THE PROBLEM:
Could you print the full listing again, exactly as written?

----

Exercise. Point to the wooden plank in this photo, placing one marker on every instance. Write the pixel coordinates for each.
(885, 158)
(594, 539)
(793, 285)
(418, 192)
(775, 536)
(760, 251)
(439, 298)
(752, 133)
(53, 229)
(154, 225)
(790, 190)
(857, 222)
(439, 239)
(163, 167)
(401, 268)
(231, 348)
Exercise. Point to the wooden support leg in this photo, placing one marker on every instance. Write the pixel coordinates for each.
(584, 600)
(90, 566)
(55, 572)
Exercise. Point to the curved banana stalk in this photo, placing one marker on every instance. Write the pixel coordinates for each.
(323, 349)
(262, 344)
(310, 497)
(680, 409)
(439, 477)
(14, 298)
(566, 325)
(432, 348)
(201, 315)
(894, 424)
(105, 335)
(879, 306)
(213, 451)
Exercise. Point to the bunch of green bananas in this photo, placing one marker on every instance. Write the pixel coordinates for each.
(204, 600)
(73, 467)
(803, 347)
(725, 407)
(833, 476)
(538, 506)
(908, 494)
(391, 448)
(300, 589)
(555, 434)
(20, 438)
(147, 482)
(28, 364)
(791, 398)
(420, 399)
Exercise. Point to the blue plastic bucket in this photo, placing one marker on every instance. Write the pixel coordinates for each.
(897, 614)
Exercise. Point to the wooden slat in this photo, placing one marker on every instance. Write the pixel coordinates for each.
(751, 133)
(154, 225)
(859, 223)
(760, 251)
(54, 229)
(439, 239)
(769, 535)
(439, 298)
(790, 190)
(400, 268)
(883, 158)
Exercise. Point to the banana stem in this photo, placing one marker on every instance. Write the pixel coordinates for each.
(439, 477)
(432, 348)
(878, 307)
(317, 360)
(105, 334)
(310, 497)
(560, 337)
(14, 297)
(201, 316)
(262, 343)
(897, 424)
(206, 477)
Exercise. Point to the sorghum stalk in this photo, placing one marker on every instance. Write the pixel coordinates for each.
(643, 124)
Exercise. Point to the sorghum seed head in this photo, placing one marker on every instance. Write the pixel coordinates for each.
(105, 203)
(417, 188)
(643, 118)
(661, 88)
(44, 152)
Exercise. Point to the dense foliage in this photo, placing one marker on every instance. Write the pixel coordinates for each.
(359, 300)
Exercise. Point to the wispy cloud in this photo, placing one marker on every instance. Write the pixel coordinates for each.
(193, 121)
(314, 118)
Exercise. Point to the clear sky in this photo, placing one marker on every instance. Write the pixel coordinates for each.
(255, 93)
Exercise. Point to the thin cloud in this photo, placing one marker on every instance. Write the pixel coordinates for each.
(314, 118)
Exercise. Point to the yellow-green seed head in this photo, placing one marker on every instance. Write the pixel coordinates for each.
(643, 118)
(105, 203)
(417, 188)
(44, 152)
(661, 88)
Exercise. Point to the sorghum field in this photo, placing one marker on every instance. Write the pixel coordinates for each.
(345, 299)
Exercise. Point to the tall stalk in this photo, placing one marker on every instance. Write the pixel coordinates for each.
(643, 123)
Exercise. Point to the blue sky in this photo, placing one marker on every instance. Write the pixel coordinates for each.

----

YOUR RESPONSE:
Exercise. Point to the wooden plank in this photo, placing one marker on every instance. Write the pixel coordinates for each.
(885, 158)
(594, 539)
(793, 285)
(418, 192)
(775, 536)
(760, 251)
(439, 298)
(752, 133)
(53, 229)
(154, 225)
(790, 190)
(857, 222)
(439, 239)
(163, 167)
(401, 268)
(231, 348)
Exercise. Point to the wooden support leg in this photo, placing one marker on every instance. Write the pixel coordinates for each.
(584, 600)
(90, 566)
(55, 572)
Exercise. Point to the curved banana stalk in this photo, placing one marker on every instance. Write the pixel coordinates for each.
(323, 349)
(262, 344)
(310, 497)
(680, 409)
(439, 477)
(14, 298)
(566, 325)
(432, 348)
(201, 315)
(894, 424)
(105, 335)
(879, 306)
(213, 451)
Exercise. Point to the bunch of green bananas in this photo, placing one marker on every instance. Write the pixel coordinates for each.
(204, 600)
(73, 467)
(803, 347)
(725, 407)
(833, 476)
(538, 506)
(908, 494)
(391, 448)
(300, 589)
(555, 434)
(20, 438)
(147, 482)
(28, 364)
(791, 398)
(420, 399)
Exercise. Point to the blue plastic bucket in this photo, placing one marker on every instance. Write the pixel coordinates for each.
(897, 614)
Exercise. Point to the wooden slat in this photo, placing one marker on every instance. Write the pixel coordinates for each.
(751, 133)
(154, 225)
(859, 223)
(760, 251)
(54, 229)
(439, 239)
(769, 535)
(439, 298)
(790, 190)
(400, 268)
(883, 158)
Exercise. Point to the banana stem in this photo, placing one marker on every instance. Write the pixel coordinates for each.
(439, 477)
(432, 348)
(878, 307)
(317, 360)
(105, 334)
(310, 497)
(560, 337)
(14, 297)
(201, 316)
(262, 343)
(897, 424)
(206, 477)
Exercise. Point to the sorghum stalk in this photo, placing one marker on every instance. Write the pixel coordinates for each.
(643, 124)
Exercise. Point to the sorghum seed head in this photo, placing one marker on every instance. Write the pixel coordinates for each.
(105, 203)
(417, 188)
(643, 118)
(661, 88)
(44, 152)
Exercise. Point to the dense foliage in this photo, placing one marker on every instance. Write the pixel coordinates for each.
(359, 300)
Exercise. Point to the wispy cloud in this photo, placing one marker on every instance. Write the pixel coordinates for each.
(193, 121)
(314, 118)
Exercise. Point to the clear sky in this photo, placing one marker on every instance. Write the pixel coordinates for each.
(255, 93)
Exercise. Point to the thin cloud in this photo, placing one marker on every instance. Write the pixel coordinates for each.
(314, 118)
Exercise. Point to the yellow-green seed head in this photo, placing one marker on every instance. Write the pixel coordinates for each.
(643, 118)
(105, 203)
(417, 188)
(44, 152)
(661, 88)
Exercise. Point to the sorghum field in this photo, placing one marker on every instance. Write the pixel coordinates for each.
(345, 299)
Exercise. Point to the tall stalk in this photo, placing one marker on every instance. Write the pixel coordinates for each.
(643, 123)
Exercise. Point to the blue sky in this photo, placing one marker on every instance. Write the pixel coordinates for each.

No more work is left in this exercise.